_EXTRACTED TEXT_
++++++++

L.H. Roper's innovative study provides a transatlantic analysis of the origins of American colonial societies through the instructive case of South Carolina. The work provides the clearest examination of the early history of this important colony yet available. In addition, it features exhaustive primary research that sheds new light on how the colony's particular dependence on race-based slavery evolved, demonstrating the volatile tension between the political culture inherited from the ""Old World"" and local interests in the Indian slave trade. Conceiving Carolina is an important scholarly contribution to the history of the early American colonies and the Atlantic World.

++++++++

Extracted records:

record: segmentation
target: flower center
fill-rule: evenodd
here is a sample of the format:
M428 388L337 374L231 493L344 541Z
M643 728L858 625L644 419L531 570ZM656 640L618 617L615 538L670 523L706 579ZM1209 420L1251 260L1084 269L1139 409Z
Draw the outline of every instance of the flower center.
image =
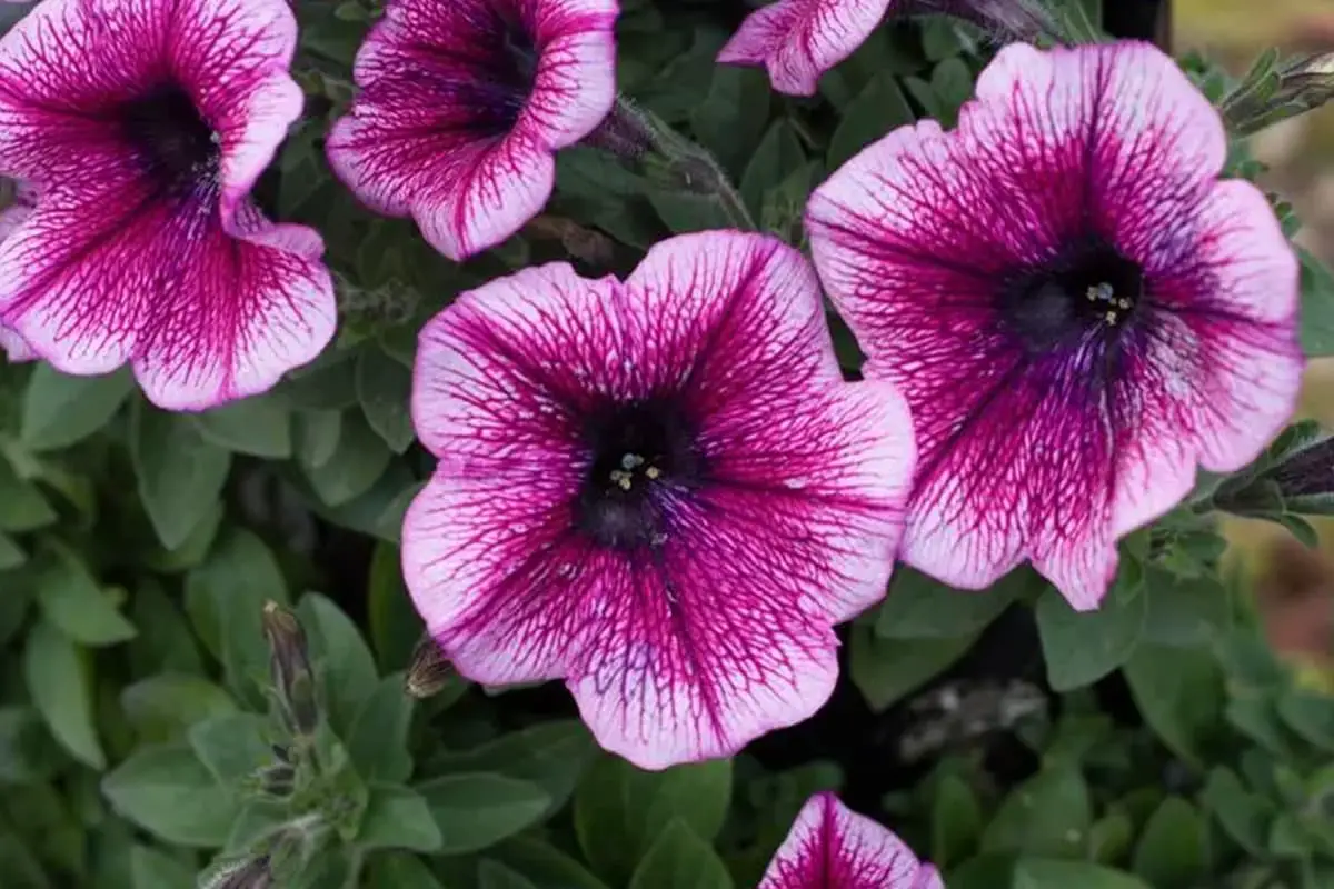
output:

++++++++

_PROBLEMS_
1. Reproduce the book description's wording between "L.H. Roper's innovative" and "the Atlantic World.", inclusive.
2. Using the book description, explain in one to three sentences what the study's primary research shows about how South Carolina came to depend on race-based slavery.
Work from the book description alone.

_SOLUTIONS BY TASK_
1.
L.H. Roper's innovative study provides a transatlantic analysis of the origins of American colonial societies through the instructive case of South Carolina. The work provides the clearest examination of the early history of this important colony yet available. In addition, it features exhaustive primary research that sheds new light on how the colony's particular dependence on race-based slavery evolved, demonstrating the volatile tension between the political culture inherited from the ""Old World"" and local interests in the Indian slave trade. Conceiving Carolina is an important scholarly contribution to the history of the early American colonies and the Atlantic World.

2. The research sheds new light on how the colony's particular dependence on race-based slavery evolved. It demonstrates the volatile tension between the political culture inherited from the "Old World" and local interests in the Indian slave trade.